Kegiatan mereka bukan hanya berkisar masuk-keluar gua saja, tapi sekaligus juga mengadakan penelitian, yang walaupun kecil-kecilan sifatnya namun jelas ada gunanya. Misalnya membuat peta tentang gua: mulai dari mana dan berakhir di mana.
"Paling tidak membuka mata masyarakat awam yang masih menganggap bahwa gua selalu berkaitan dengan hal-hal yang seram, angker dan penuh mistik," katanya memberikan alasan.
Ternyata dalam bidang gua ini kecakapan Norman cukup diakui. la pernah diutus mewakili Indonesia dalam kongres internasional speleologi di Kentucky, AS, tahun 1981. Selain itu ia pernah juga mengikuti kursus instruktur penyelamatan di dalam gua (cave rescue) di Indianapolis, AS.
Tidak urakan
Kesenangan Norman bermain di sungai semasa kecil tersalur juga di Mapala UI. Pengalamannya bertualang di air sudah cukup banyak. Di antaranya, selama dua bulan di tahun 1983, ia ikut tun ekspedisi Camel dan AS melintasi Sungai Mahakam, Kapuas, Bungan, Koh dan Kayan di Kalimantan.
Lalu pada tahun 1986, bersama tim ekspedisi Mapala UI ia mengarungi jeram-jeram Sungai Alas di Aceh Tenggara. Dia juga ikut dalam lomba layar internasional dari Fremantle, Australia ke Benoa, Bali. Kemudian menyertai pelayaran Phinisi Nusantara dari Vancouver, Kanada ke San Diego, AS.
Kini bagi Norman bertualang di alam bebas bukan sekadar hobi lagi, tapi sudah menjadi kebutuhan. Kebutuhan akan pengalaman baru, kebutuhan untuk berprestasi, dan bisa jadi, kebutuhan untuk diakui masyarakat.
Kecuali itu, kegiatan-kegiatan di alam bebas juga selalu memperkaya semangat hidupnya. "Setiap kali menikmati keindahan alam, saya selalu merasa beruntung bisa hidup di dunia ini," katanya.
Di kalangan teman-temannya ia kini cukup diakui. Hampir selalu ia ditunjuk memimpin ekspedisi. Meskipun pembawaannya agak urakan, bebas dan semau gue, namun di lapangan ia keras dan berdisiplin.
Norman sadar betul bahwa petualangan di alam bebas selalu mengundang risiko tinggi. Namun, bukan berarti orang-orang seperti dia tak kenal takut dan mencintai kematian.
Takut adalah perasaan yang sangat manusiawi. Selama takut itu tidak berubah menjadi ketakutan, perasaan itu, menurut Norman, perlu agar kita mengetahui persis apa yang sesungguhnya sanggup kita lakukan dan apa yang tidak.
Mempelajari dan mengetahui diri sendiri bukan pekerjaan gampang. Dalam petualangan di alam, bahaya subjektif seringkali lebih menonjol daripada bahaya objektif. "Mungkin 'takut' akan menjadi modal yang baik untuk menghadapi kemungkman bahaya subjektif," lanjutnya.
+++++
> **Tugas 1**: Sebutkan semua sungai di Kalimantan yang dilintasi Norman selama dua bulan pada tahun 1983 menurut kutipan terpilih.
> **Tugas 2**: Tuliskan kembali bagian kutipan terpilih yang dimulai dengan "Kini bagi Norman" dan terus berlanjut sampai "dan mencintai kematian.", tanpa mengubah satu kata pun.

> **Data Mentah**:
+++++
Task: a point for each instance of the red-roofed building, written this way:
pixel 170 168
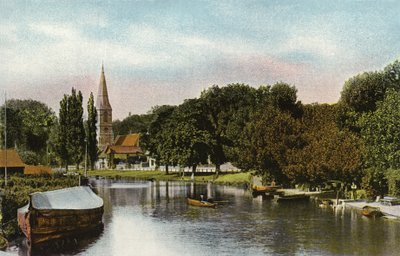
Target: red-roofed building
+++++
> **Jawaban Akhir 1**: Mahakam, Kapuas, Bungan, Koh, Kayan

> **Jawaban Akhir 2**:
Kini bagi Norman bertualang di alam bebas bukan sekadar hobi lagi, tapi sudah menjadi kebutuhan. Kebutuhan akan pengalaman baru, kebutuhan untuk berprestasi, dan bisa jadi, kebutuhan untuk diakui masyarakat.
Kecuali itu, kegiatan-kegiatan di alam bebas juga selalu memperkaya semangat hidupnya. "Setiap kali menikmati keindahan alam, saya selalu merasa beruntung bisa hidup di dunia ini," katanya.
Di kalangan teman-temannya ia kini cukup diakui. Hampir selalu ia ditunjuk memimpin ekspedisi. Meskipun pembawaannya agak urakan, bebas dan semau gue, namun di lapangan ia keras dan berdisiplin.
Norman sadar betul bahwa petualangan di alam bebas selalu mengundang risiko tinggi. Namun, bukan berarti orang-orang seperti dia tak kenal takut dan mencintai kematian.